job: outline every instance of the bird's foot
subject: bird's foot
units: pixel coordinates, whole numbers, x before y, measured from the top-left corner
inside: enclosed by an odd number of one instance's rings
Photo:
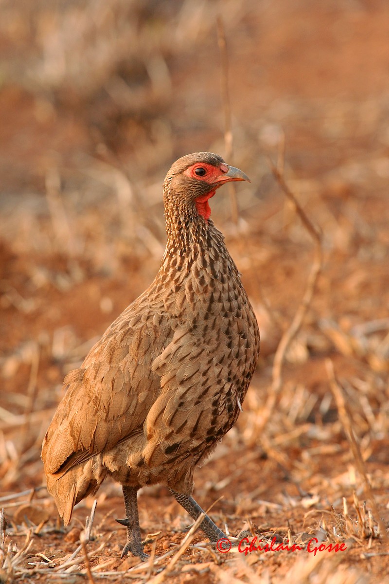
[[[120,556],[121,559],[127,555],[129,551],[131,552],[132,555],[140,558],[142,562],[148,559],[149,557],[143,551],[140,531],[139,534],[136,533],[136,530],[135,533],[134,533],[134,526],[129,518],[126,517],[124,519],[115,519],[115,521],[127,528],[127,541],[122,550]]]
[[[131,552],[132,555],[140,558],[142,562],[145,562],[150,557],[143,551],[142,544],[139,545],[137,541],[134,541],[132,539],[129,541],[127,540],[125,545],[122,550],[120,558],[122,559],[123,558],[125,558],[129,551]]]

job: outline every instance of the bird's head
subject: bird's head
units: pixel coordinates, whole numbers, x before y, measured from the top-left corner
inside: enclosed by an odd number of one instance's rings
[[[208,200],[217,189],[232,180],[248,180],[239,168],[226,164],[209,152],[197,152],[178,158],[171,166],[163,183],[165,207],[182,215],[197,213],[206,221],[211,215]]]

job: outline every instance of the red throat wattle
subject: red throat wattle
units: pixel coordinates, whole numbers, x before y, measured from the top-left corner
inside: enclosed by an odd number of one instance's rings
[[[196,199],[196,208],[199,215],[204,218],[205,221],[208,221],[211,217],[211,207],[208,203],[208,199],[213,196],[216,190],[212,190],[210,193],[203,194],[201,197],[198,197]]]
────────
▶ **What the task requires**: Duplicate the part of the rows that begins with the line containing "job: outline every instance of the red" and runs through the final line of the rows, including both of those lines.

▶ **Response**:
job: outline every instance of the red throat wattle
subject: red throat wattle
units: pixel coordinates, whole numbers, x before y, measured from the top-left corner
inside: enclosed by an odd number of one instance's rings
[[[196,199],[196,208],[199,215],[204,218],[205,221],[208,221],[211,217],[211,207],[208,203],[208,199],[213,196],[216,190],[212,190],[210,193],[203,194],[201,197],[198,197]]]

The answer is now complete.